Nostalgie selbst scheint zeitenthoben zu sein, weil Menschen zu allen Zeiten der eigenen Jugend nachtrauern. Es fällt trotzdem schwer, sich vorzustellen, dass sich Digital Na(t)ives einmal genauso gerührt an Telegram oder Snapchat erinnern werden wie die heute Sechzigjährigen an Tastentelefone und das erste Durchblättern des "Playboy". Immerhin, so ließe sich ins Feld führen, wurden Letztere Zeugen eines Kulturbruchs, der die Welt in ein Davor und ein Danach teilt: die elektronische Verschaltung, die den Zwischenraum zwischen den Ereignissen abgeschafft hat. Wie selig erscheinen manch einem da prädigitale Rituale der Verzögerung. Freilich dachten frühere Generationen schon ähnlich, etwa über den Kutschenkulturschock Eisenbahn.
========================================
## Aufgabe 1
Schreib aus den Datensätzen den Abschnitt von der Zeile mit „This trail-cam photo was taken at dusk. Identify blue“ bis zum Ende der Datensätze genau ab, beide Enden eingeschlossen.
========================================
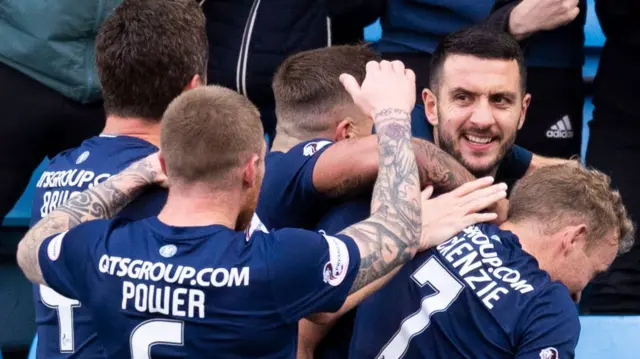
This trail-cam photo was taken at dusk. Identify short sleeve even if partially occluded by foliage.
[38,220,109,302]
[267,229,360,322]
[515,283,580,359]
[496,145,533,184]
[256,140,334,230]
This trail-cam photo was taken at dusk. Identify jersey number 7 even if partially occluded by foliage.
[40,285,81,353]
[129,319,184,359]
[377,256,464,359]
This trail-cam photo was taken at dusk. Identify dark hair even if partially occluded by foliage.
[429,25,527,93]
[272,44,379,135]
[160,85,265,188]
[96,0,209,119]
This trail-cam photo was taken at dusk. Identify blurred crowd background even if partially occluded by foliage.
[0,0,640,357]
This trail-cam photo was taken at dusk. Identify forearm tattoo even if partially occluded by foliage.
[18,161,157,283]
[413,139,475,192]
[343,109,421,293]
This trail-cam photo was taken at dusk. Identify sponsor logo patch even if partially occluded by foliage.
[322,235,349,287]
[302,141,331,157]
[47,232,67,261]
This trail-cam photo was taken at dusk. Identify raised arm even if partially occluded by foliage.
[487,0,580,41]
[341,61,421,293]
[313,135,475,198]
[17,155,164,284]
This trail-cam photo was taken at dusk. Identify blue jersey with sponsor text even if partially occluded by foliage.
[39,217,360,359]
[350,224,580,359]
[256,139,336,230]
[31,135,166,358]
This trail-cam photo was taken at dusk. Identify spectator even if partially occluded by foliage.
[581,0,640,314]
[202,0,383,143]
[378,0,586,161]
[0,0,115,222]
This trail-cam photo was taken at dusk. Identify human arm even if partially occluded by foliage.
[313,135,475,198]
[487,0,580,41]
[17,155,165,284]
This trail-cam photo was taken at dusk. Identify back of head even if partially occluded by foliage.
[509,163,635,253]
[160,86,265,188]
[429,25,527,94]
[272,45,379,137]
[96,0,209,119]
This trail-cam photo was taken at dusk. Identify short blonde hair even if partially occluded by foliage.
========================================
## Aufgabe 2
Gib den Abschnitt des Textauszugs von „Nostalgie selbst scheint“ bis einschließlich „den Kutschenkulturschock Eisenbahn.“ neu wieder und setz dabei „WhatsApp“ an die Stelle von „Snapchat“.

## Lösung 1
This trail-cam photo was taken at dusk. Identify blue jersey with sponsor text even if partially occluded by foliage.
[39,217,360,359]
[350,224,580,359]
[256,139,336,230]
[31,135,166,358]
This trail-cam photo was taken at dusk. Identify spectator even if partially occluded by foliage.
[581,0,640,314]
[202,0,383,143]
[378,0,586,161]
[0,0,115,222]
This trail-cam photo was taken at dusk. Identify human arm even if partially occluded by foliage.
[313,135,475,198]
[487,0,580,41]
[17,155,165,284]
This trail-cam photo was taken at dusk. Identify back of head even if partially occluded by foliage.
[509,163,635,253]
[160,86,265,188]
[429,25,527,94]
[272,45,379,137]
[96,0,209,119]
This trail-cam photo was taken at dusk. Identify short blonde hair even if partially occluded by foliage.

## Lösung 2
Nostalgie selbst scheint zeitenthoben zu sein, weil Menschen zu allen Zeiten der eigenen Jugend nachtrauern. Es fällt trotzdem schwer, sich vorzustellen, dass sich Digital Na(t)ives einmal genauso gerührt an Telegram oder WhatsApp erinnern werden wie die heute Sechzigjährigen an Tastentelefone und das erste Durchblättern des "Playboy". Immerhin, so ließe sich ins Feld führen, wurden Letztere Zeugen eines Kulturbruchs, der die Welt in ein Davor und ein Danach teilt: die elektronische Verschaltung, die den Zwischenraum zwischen den Ereignissen abgeschafft hat. Wie selig erscheinen manch einem da prädigitale Rituale der Verzögerung. Freilich dachten frühere Generationen schon ähnlich, etwa über den Kutschenkulturschock Eisenbahn.